***** Extracted records
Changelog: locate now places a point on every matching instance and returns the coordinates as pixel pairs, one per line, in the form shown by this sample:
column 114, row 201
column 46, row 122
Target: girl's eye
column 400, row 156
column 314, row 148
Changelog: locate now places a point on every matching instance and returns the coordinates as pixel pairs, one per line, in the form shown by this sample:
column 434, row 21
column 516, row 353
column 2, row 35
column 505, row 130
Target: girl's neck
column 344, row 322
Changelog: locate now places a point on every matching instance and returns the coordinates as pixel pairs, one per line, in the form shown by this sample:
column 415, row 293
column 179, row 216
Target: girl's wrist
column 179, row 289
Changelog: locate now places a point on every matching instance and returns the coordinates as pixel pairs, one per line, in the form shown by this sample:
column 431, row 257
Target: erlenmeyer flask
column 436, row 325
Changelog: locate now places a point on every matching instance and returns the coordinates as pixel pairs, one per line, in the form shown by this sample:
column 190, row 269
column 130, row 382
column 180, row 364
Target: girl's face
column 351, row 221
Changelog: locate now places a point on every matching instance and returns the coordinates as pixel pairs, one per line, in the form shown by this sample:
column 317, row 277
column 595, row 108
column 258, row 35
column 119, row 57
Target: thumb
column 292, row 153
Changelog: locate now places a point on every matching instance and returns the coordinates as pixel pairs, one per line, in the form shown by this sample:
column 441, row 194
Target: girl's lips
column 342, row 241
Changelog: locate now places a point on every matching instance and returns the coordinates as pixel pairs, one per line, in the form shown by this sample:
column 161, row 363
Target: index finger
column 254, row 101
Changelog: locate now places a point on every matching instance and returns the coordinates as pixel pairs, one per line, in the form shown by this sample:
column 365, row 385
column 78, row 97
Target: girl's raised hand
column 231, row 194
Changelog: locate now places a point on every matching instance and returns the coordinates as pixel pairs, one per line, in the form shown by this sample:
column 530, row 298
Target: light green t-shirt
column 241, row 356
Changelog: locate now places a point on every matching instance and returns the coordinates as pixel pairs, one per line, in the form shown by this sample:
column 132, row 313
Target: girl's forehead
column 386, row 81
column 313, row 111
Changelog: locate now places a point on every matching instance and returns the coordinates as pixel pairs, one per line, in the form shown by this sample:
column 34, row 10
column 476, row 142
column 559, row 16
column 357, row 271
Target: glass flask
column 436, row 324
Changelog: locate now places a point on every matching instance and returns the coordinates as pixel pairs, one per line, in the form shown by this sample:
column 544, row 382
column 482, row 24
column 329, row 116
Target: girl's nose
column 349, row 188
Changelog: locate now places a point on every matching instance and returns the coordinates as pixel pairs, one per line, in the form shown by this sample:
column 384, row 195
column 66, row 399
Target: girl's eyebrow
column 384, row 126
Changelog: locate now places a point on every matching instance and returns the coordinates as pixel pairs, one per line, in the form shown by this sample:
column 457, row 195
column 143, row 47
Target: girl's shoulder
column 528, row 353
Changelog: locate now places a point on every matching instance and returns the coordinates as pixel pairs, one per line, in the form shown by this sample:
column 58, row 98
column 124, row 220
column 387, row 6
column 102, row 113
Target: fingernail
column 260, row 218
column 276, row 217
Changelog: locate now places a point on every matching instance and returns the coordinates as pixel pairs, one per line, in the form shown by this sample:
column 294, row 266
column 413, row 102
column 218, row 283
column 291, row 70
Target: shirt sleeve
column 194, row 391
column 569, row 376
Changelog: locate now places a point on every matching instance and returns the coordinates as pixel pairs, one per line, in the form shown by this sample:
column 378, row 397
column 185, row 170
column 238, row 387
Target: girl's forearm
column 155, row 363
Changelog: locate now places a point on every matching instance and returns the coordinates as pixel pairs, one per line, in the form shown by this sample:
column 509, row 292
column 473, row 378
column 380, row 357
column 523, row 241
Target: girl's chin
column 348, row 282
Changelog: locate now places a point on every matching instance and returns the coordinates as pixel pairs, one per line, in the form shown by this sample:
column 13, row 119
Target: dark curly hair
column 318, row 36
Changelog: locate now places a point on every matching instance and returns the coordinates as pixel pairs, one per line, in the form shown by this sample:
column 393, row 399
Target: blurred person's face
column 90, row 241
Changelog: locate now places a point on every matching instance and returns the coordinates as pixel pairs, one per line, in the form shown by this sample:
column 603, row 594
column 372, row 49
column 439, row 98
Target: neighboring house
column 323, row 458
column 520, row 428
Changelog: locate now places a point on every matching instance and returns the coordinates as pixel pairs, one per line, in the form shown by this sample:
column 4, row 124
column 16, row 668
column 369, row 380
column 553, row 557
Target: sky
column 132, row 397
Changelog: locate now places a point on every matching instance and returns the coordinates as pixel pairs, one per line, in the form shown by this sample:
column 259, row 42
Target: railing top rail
**********
Your objective: Output the whole listing above again, word for word.

Solution:
Changelog: locate now places a point on every matching instance and returns the coordinates as pixel pairs, one per line, in the form shown by this sample:
column 114, row 201
column 46, row 122
Target: girl's eye
column 400, row 156
column 314, row 148
Changelog: locate now places a point on every matching instance and returns the coordinates as pixel pairs, one per line, in the form shown by this sample:
column 434, row 21
column 516, row 353
column 2, row 35
column 505, row 130
Target: girl's neck
column 344, row 322
Changelog: locate now places a point on every matching instance and returns the coordinates as pixel pairs, one per line, in the form shown by this sample:
column 415, row 293
column 179, row 216
Target: girl's wrist
column 179, row 289
Changelog: locate now places a point on every matching instance and returns the coordinates as pixel pairs, one per line, in the form shown by this sample:
column 431, row 257
Target: erlenmeyer flask
column 436, row 325
Changelog: locate now places a point on every matching instance and returns the coordinates as pixel pairs, one per line, in the form shown by this sample:
column 190, row 269
column 130, row 382
column 180, row 364
Target: girl's face
column 351, row 221
Changelog: locate now places a point on every matching instance and returns the coordinates as pixel pairs, one per line, in the form shown by this sample:
column 317, row 277
column 595, row 108
column 258, row 35
column 119, row 57
Target: thumb
column 292, row 153
Changelog: locate now places a point on every matching instance and returns the coordinates as pixel pairs, one per line, in the form shown by this sample:
column 441, row 194
Target: girl's lips
column 342, row 241
Changelog: locate now places a point on every matching instance and returns the coordinates as pixel pairs, one per line, in the form shown by this sample:
column 161, row 363
Target: index finger
column 254, row 101
Changelog: locate now places a point on every matching instance and returns the coordinates as pixel pairs, one per line, in the form shown by this sample:
column 365, row 385
column 78, row 97
Target: girl's raised hand
column 231, row 194
Changelog: locate now places a point on every matching instance and returns the coordinates as pixel pairs, one per line, in the form shown by this sample:
column 530, row 298
Target: light green t-shirt
column 241, row 356
Changelog: locate now places a point on every matching instance and returns the coordinates as pixel pairs, one per line, in the form shown by this sample:
column 132, row 313
Target: girl's forehead
column 386, row 81
column 313, row 111
Changelog: locate now places a point on every matching instance and returns the coordinates as pixel pairs, one per line, in the form shown by this sample:
column 34, row 10
column 476, row 142
column 559, row 16
column 357, row 271
Target: glass flask
column 436, row 324
Changelog: locate now places a point on every matching instance and returns the coordinates as pixel pairs, one per line, in the form shown by this sample:
column 544, row 382
column 482, row 24
column 329, row 116
Target: girl's nose
column 349, row 188
Changelog: locate now places a point on every matching instance and returns the coordinates as pixel pairs, one per line, in the form shown by this sample:
column 384, row 195
column 66, row 399
Target: girl's eyebrow
column 384, row 126
Changelog: locate now places a point on every matching instance and returns the coordinates as pixel pairs, one per line, in the form shown by this sample:
column 457, row 195
column 143, row 47
Target: girl's shoulder
column 528, row 353
Changelog: locate now places a point on every matching instance and returns the coordinates as pixel pairs, one per line, in the form shown by this sample:
column 58, row 98
column 124, row 220
column 387, row 6
column 102, row 113
Target: fingernail
column 260, row 218
column 276, row 217
Changelog: locate now places a point on every matching instance and returns the coordinates as pixel pairs, one per line, in the form shown by this sample:
column 294, row 266
column 413, row 102
column 218, row 283
column 291, row 70
Target: shirt sleeve
column 194, row 391
column 569, row 376
Changelog: locate now places a point on every matching instance and returns the coordinates as pixel pairs, one per line, in the form shown by this sample:
column 378, row 397
column 185, row 170
column 238, row 387
Target: girl's forearm
column 155, row 363
Changelog: locate now places a point on every matching instance and returns the coordinates as pixel pairs, one per line, in the form shown by this sample:
column 509, row 292
column 473, row 378
column 380, row 357
column 523, row 241
Target: girl's chin
column 348, row 282
Changelog: locate now places a point on every matching instance and returns the coordinates as pixel pairs, one per line, in the form shown by this sample:
column 13, row 119
Target: dark curly hair
column 318, row 36
Changelog: locate now places a point on every matching instance and returns the coordinates as pixel pairs, one per line, in the form shown by this sample:
column 393, row 399
Target: blurred person's face
column 90, row 241
Changelog: locate now places a point on every matching instance and returns the coordinates as pixel pairs, one per line, in the form shown by this sample:
column 603, row 594
column 372, row 49
column 439, row 98
Target: neighboring house
column 323, row 458
column 520, row 428
Changelog: locate now places a point on every matching instance and returns the coordinates as pixel pairs, one per line, in the form shown by this sample:
column 4, row 124
column 16, row 668
column 369, row 380
column 553, row 557
Target: sky
column 132, row 397
Changelog: locate now places a point on every matching instance and returns the coordinates as pixel pairs, one per line, in the form shown by this sample:
column 259, row 42
Target: railing top rail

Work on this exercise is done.